In the passage about Senderoff, update the part that opens with the words containing "Biery also connected" and closes with "with the cash.", replacing "venture fund" with "investment fund".

Document section
↓
Mike Caren, the record producer who signed Wiz Khalifa and Flo Rida, heard about Senderoff in 2016 through Grover Biery, former general manager of Warner Bros. Records. Senderoff and Biery met months earlier through a connection. Biery introduced her as some “genius” Caren needed to meet, Caren said.
“The universe put us together,” Senderoff said.
Senderoff worked with Caren on creative direction, including planning the release of Charlie Puth’s song “Attention.” She pitched building an “attention room”—what she said would be a physical representation of what happens when the brain gets dopamine from attention. She designed a highly Instagrammable LED-lit tunnel on Melrose Avenue in Los Angeles. The logo Senderoff designed for the experience—a red rectangle with the word “attention” through it—became Puth’s cover art for the single. She also created the art for his next single, “How Long.”
Not everyone in the music industry knows about Senderoff, Caren said. “But her reputation is growing in the smarter, more forward thinking circles.”
Biery also connected her with Zach Katz, with whom she founded Raised In Space in 2019. They agreed the industry was unwilling to evolve, and wrongfully so, Senderoff said. With Braun, who Senderoff met while scouting investors for Intern Sushi, the three formulated what would become their venture fund. Braun had already been in contact with Ripple, a cryptocurrency business, who provided Raised In Space with the cash.
↑
Information given
↓
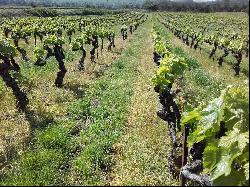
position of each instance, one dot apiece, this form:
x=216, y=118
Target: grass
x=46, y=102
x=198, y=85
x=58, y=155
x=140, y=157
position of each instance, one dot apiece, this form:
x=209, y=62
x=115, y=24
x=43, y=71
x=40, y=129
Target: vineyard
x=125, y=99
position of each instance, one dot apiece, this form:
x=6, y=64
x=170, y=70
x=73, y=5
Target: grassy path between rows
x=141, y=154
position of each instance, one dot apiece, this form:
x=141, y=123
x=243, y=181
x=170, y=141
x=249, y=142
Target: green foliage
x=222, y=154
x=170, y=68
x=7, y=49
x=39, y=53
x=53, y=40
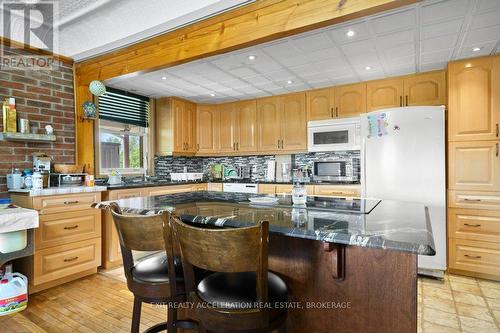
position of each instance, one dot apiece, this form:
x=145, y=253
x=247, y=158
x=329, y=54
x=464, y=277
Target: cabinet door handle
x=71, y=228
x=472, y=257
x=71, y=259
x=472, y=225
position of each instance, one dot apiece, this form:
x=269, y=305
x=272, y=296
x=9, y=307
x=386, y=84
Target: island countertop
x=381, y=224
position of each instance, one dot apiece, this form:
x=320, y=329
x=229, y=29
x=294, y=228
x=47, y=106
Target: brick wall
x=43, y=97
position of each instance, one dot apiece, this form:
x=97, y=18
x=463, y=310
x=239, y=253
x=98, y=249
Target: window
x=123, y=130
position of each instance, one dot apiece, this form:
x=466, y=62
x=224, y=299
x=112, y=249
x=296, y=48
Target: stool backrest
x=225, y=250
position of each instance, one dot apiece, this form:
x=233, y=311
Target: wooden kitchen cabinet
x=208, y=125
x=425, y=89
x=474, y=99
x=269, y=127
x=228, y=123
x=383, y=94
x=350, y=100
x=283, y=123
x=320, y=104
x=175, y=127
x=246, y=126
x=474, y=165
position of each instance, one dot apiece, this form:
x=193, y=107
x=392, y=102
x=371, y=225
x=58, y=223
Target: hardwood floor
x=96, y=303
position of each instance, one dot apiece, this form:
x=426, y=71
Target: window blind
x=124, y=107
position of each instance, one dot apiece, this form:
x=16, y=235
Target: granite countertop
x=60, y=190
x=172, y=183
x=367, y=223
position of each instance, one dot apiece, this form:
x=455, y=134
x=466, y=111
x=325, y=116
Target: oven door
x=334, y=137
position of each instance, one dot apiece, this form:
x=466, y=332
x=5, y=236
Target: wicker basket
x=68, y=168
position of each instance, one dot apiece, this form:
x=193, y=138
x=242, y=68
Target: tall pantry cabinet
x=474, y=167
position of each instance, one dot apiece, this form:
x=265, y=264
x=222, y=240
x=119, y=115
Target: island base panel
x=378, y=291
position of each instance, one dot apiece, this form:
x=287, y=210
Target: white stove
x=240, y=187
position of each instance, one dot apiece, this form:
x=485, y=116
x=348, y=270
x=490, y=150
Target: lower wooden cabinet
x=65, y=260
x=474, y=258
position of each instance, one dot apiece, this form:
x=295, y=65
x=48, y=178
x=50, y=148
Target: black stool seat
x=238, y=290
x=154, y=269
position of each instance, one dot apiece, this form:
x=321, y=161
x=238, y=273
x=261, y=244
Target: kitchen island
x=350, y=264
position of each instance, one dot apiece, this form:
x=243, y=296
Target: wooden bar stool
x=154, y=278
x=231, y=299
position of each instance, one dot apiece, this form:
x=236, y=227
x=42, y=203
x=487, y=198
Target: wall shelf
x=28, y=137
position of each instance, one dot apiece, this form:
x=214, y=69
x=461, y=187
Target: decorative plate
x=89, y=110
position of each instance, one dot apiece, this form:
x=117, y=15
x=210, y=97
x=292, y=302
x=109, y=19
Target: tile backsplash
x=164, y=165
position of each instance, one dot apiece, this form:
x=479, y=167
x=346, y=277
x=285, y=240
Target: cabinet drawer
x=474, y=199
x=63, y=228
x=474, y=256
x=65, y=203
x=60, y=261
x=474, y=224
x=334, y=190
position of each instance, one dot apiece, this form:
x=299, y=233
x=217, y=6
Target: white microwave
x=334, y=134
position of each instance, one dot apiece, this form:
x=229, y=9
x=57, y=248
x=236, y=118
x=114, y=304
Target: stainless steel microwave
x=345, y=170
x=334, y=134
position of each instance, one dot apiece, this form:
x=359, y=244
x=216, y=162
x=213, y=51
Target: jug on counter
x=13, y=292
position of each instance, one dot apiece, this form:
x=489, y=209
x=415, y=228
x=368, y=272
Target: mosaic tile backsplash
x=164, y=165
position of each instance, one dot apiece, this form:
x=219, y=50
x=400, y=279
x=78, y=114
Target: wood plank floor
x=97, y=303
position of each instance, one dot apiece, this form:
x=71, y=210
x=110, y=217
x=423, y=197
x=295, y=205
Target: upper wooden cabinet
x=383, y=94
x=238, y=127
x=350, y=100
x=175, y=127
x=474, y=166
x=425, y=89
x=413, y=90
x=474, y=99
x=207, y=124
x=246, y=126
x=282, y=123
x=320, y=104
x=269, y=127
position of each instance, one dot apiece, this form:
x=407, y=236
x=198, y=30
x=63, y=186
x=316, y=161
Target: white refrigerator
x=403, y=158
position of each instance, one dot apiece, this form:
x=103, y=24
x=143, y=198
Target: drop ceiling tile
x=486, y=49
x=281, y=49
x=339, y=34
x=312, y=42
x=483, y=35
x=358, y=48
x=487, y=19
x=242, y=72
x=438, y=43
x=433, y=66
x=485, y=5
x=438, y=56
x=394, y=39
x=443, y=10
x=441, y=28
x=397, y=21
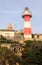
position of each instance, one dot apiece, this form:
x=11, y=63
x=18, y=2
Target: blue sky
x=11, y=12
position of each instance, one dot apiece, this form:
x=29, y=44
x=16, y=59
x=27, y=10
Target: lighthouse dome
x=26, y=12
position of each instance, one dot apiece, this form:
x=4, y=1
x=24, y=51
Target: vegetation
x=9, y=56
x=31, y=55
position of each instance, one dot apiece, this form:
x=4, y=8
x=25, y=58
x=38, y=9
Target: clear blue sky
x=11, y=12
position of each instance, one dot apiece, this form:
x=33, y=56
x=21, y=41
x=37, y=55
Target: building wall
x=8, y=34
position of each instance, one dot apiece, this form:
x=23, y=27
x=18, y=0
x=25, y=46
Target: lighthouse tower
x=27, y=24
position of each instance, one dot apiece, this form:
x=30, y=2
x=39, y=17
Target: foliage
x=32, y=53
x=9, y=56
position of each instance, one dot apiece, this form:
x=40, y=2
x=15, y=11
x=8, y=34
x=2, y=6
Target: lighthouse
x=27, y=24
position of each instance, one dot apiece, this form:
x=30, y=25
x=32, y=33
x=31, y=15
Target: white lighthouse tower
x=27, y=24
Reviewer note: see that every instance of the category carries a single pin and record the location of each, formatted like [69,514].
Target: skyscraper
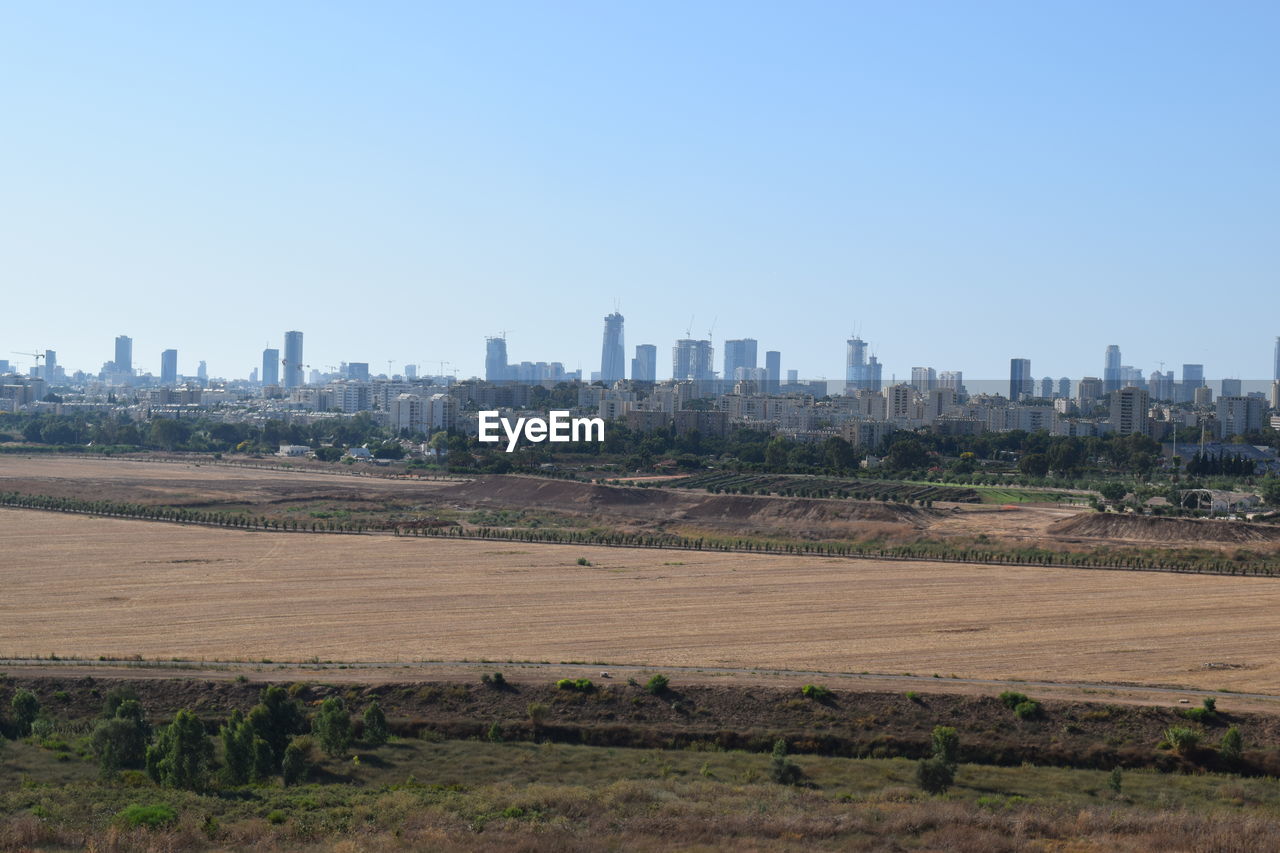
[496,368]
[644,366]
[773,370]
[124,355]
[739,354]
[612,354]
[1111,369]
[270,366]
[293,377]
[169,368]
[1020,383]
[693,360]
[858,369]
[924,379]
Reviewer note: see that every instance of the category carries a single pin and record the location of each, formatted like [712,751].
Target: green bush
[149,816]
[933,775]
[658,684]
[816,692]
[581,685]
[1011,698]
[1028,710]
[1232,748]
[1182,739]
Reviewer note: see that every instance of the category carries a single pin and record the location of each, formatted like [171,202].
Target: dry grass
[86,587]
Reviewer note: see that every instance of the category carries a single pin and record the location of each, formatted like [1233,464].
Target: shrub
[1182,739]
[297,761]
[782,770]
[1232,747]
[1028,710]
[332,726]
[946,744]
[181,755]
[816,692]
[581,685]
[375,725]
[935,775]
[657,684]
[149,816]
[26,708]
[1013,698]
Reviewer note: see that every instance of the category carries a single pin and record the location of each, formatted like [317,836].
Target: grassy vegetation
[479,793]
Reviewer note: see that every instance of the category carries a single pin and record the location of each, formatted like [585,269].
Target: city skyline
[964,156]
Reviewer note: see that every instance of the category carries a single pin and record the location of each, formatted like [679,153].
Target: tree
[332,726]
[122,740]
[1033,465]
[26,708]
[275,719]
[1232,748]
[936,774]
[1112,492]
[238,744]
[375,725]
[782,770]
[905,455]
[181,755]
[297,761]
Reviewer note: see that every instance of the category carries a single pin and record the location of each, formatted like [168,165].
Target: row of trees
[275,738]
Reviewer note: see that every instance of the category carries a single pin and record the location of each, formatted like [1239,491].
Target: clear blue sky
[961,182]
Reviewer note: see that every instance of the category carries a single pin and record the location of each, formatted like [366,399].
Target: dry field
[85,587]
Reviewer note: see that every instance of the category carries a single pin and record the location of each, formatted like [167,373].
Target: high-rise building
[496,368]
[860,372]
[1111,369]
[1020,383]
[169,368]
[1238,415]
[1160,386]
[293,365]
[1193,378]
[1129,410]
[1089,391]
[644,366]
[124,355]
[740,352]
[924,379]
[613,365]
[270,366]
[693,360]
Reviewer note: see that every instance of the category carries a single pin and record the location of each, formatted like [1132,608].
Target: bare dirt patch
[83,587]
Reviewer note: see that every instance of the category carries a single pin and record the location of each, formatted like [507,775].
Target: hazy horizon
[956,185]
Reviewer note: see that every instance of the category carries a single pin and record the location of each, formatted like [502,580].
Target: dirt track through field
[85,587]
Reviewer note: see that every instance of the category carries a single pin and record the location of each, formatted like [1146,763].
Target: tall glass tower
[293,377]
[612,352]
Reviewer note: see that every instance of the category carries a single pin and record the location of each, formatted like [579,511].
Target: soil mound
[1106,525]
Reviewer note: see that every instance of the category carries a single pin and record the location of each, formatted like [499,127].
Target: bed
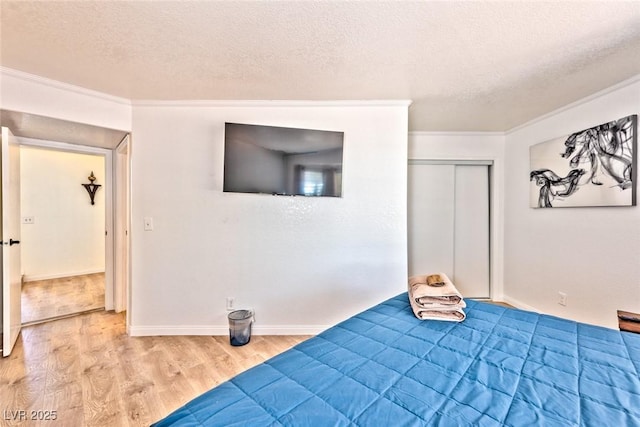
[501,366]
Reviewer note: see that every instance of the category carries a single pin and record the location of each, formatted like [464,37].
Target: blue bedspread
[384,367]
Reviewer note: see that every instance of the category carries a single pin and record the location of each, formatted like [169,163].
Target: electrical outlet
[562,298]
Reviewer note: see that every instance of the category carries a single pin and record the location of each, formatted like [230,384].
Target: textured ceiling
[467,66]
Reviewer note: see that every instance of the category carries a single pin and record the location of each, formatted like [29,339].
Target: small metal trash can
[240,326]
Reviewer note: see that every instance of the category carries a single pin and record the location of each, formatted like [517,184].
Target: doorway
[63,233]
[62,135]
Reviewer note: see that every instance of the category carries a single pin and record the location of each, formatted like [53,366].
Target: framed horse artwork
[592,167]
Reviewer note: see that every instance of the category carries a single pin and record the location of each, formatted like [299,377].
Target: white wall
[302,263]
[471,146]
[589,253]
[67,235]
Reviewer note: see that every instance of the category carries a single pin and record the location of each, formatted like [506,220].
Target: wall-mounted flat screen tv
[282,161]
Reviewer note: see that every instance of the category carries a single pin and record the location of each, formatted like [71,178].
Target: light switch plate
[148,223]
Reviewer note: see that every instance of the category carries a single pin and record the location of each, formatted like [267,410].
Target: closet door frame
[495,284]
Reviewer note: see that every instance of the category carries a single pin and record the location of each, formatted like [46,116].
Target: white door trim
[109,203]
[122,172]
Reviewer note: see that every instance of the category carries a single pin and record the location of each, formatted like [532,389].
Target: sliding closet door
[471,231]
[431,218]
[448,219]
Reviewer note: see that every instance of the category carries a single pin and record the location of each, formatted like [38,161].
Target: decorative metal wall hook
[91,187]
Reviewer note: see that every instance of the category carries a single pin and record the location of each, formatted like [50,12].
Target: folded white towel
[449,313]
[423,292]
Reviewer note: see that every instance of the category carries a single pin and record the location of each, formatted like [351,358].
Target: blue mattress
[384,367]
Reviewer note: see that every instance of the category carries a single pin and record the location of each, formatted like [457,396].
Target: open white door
↑
Output
Biery also connected her with Zach Katz, with whom she founded Raised In Space in 2019. They agreed the industry was unwilling to evolve, and wrongfully so, Senderoff said. With Braun, who Senderoff met while scouting investors for Intern Sushi, the three formulated what would become their investment fund. Braun had already been in contact with Ripple, a cryptocurrency business, who provided Raised In Space with the cash.